§ Problem: Word-for-word transcription: reproduce all of the data, but not the pictures.

§ Materials provided:
_ _ _ _ _

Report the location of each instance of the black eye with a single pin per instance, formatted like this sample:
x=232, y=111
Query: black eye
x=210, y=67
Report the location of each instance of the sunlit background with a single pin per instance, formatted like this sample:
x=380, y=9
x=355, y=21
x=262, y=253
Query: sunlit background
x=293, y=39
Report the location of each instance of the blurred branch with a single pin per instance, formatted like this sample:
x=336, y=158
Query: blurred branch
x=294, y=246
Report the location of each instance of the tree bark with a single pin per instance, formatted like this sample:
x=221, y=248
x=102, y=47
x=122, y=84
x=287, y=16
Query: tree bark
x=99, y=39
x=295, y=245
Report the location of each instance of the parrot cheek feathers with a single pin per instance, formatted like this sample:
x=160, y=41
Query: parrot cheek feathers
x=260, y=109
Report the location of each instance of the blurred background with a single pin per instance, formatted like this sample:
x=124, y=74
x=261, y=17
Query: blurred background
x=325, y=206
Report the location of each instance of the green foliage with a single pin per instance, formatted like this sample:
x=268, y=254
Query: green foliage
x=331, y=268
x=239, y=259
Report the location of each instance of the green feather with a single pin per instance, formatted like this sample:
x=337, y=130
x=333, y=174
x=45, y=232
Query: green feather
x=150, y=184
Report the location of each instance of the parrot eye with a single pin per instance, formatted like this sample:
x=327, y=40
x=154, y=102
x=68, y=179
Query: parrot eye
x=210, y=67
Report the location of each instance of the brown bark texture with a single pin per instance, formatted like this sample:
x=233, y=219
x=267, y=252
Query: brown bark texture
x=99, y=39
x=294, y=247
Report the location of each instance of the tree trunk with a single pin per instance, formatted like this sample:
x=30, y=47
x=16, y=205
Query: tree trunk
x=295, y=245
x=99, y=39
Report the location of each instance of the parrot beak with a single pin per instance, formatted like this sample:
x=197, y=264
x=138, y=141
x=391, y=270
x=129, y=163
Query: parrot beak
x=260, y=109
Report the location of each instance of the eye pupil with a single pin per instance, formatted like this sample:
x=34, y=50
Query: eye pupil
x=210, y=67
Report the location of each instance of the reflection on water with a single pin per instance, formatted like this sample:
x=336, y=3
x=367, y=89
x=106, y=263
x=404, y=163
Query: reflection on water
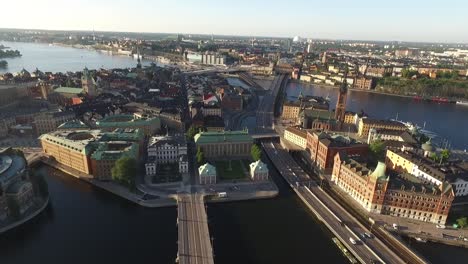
x=62, y=59
x=446, y=120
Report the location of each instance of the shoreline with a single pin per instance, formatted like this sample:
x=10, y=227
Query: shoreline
x=169, y=201
x=26, y=219
x=326, y=86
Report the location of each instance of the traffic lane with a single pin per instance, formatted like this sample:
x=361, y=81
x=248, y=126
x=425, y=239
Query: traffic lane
x=345, y=234
x=341, y=231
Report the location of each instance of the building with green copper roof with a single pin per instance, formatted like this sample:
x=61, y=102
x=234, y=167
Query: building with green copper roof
x=68, y=91
x=149, y=125
x=224, y=144
x=92, y=151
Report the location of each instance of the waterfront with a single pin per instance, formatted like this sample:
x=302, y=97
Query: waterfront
x=439, y=118
x=61, y=59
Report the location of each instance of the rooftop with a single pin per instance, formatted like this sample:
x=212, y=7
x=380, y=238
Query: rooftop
x=69, y=90
x=223, y=136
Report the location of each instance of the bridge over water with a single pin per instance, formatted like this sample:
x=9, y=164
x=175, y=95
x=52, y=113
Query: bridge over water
x=194, y=236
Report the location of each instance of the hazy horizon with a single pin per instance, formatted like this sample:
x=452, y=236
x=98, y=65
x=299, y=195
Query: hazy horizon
x=416, y=21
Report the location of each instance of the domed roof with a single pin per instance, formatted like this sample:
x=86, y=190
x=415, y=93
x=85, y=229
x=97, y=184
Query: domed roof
x=428, y=146
x=379, y=172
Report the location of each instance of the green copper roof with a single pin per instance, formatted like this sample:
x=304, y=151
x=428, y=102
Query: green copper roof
x=126, y=121
x=115, y=150
x=70, y=90
x=259, y=167
x=207, y=170
x=379, y=172
x=223, y=136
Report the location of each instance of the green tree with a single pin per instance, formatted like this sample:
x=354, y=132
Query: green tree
x=462, y=221
x=124, y=170
x=193, y=130
x=445, y=155
x=256, y=152
x=13, y=208
x=200, y=156
x=377, y=150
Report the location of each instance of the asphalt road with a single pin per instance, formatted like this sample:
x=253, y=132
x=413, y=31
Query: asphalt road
x=266, y=107
x=194, y=238
x=343, y=224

_ _ _ _ _

§ Exercise output:
Report the location of each instance of the black eye with a single pin per instance, formatted like this sample:
x=232, y=111
Query: black eye
x=210, y=67
Report the location of each instance of the sunlit background with a single pin per instance, formatted like this sample:
x=380, y=9
x=355, y=21
x=262, y=253
Query: sunlit background
x=293, y=39
Report the location of each instance of the blurred branch with a single pin per instance, formatted like this sample:
x=336, y=158
Query: blurred branch
x=294, y=246
Report the location of each instance of the tree bark with a single pin per instance, formatted like this sample:
x=221, y=248
x=102, y=47
x=122, y=84
x=287, y=16
Query: tree bark
x=99, y=39
x=295, y=245
Report the location of each instance of the parrot cheek feathers with a single pin per instance, formatted like this sample:
x=160, y=41
Query: parrot cheek feathers
x=260, y=109
Report the location of each instance of the blurred background with a single pin per instance, formatted like this sample:
x=124, y=74
x=261, y=17
Query: blurred background
x=325, y=206
Report the location of each instance of the green foliage with a single pin per instance, formatted like this sample:
x=268, y=254
Query: green foliage
x=331, y=268
x=239, y=259
Report the location of each instance of the green feather with a single pin per instance, formatted like this sample:
x=337, y=130
x=333, y=174
x=45, y=232
Query: green feather
x=150, y=184
Report the location of each instance of the parrot eye with a single pin per instance, formatted like this sample:
x=327, y=40
x=154, y=102
x=68, y=179
Query: parrot eye
x=210, y=67
Report the location of each instance of the brown bark texture with a single pin per instance, formatted like this sample:
x=233, y=219
x=267, y=252
Query: brown bark texture
x=99, y=39
x=294, y=247
Report the location of each instance of the tree trunk with a single pin per instance, formatted like this sample:
x=30, y=47
x=16, y=205
Query: tree trunk
x=295, y=245
x=99, y=39
Report the location of each instance of the parrot beak with a single pin per instance, formatted like this sample:
x=197, y=264
x=138, y=141
x=391, y=270
x=129, y=163
Query: parrot beak
x=260, y=109
Report the location of each instance of the eye pupil with a single pin per instance, formatted like this sample:
x=34, y=50
Query: eye pupil
x=210, y=67
Report the location of each instance of the reflection on water with a single pin per instance, formatted like this sample:
x=336, y=3
x=367, y=89
x=106, y=263
x=404, y=163
Query: reflection on water
x=62, y=59
x=446, y=120
Report the location of each instance of the shoreline with a single pin per instance, formatted like this sample:
x=10, y=227
Query: shoreline
x=169, y=201
x=26, y=219
x=326, y=86
Report the location of each instance of the traffic lane with a single pin per instance, formatted like this sample:
x=361, y=81
x=248, y=126
x=425, y=239
Query: traffic lane
x=345, y=234
x=341, y=231
Report the location of each instance of the building with green copper roof with a single pin per instance, formatted like this sample:
x=61, y=102
x=234, y=167
Query: building with green copper roof
x=68, y=91
x=149, y=125
x=224, y=144
x=92, y=151
Report the location of each instance of the waterfront with a single pin per instance, formatted like this sample:
x=302, y=97
Query: waterfront
x=439, y=118
x=61, y=59
Report the location of each instance of the rooftop with a single pin per instance, formatted like this sample:
x=212, y=7
x=380, y=238
Query: rooftop
x=69, y=90
x=223, y=136
Report the location of each instance of the bridge over water with a single pin per instance, formatted like this sample:
x=9, y=164
x=175, y=95
x=52, y=113
Query: bridge over water
x=194, y=236
Report the location of each instance of the hazy horizon with a single pin per instance, formatted like this sample:
x=452, y=236
x=98, y=65
x=299, y=195
Query: hazy horizon
x=416, y=21
Report the location of each instance of the domed roof with a single pin per instance, formatted like this sample:
x=86, y=190
x=415, y=93
x=85, y=229
x=97, y=184
Query: domed roof
x=428, y=146
x=379, y=172
Report the location of each instance of the green copper roof with a single pin per instance, formatted like this sample:
x=304, y=151
x=428, y=102
Query: green copper roof
x=126, y=121
x=115, y=150
x=70, y=90
x=259, y=167
x=207, y=170
x=379, y=172
x=223, y=136
Report the location of each instance of the green tree with a single pin per instance, formatted like this sample:
x=354, y=132
Query: green tree
x=462, y=221
x=124, y=170
x=193, y=130
x=445, y=155
x=256, y=152
x=13, y=208
x=200, y=156
x=377, y=150
Report the location of each instance of the asphalt road with a single pin per instance, formatted like this sample:
x=253, y=132
x=413, y=31
Query: asphalt road
x=266, y=107
x=194, y=238
x=343, y=224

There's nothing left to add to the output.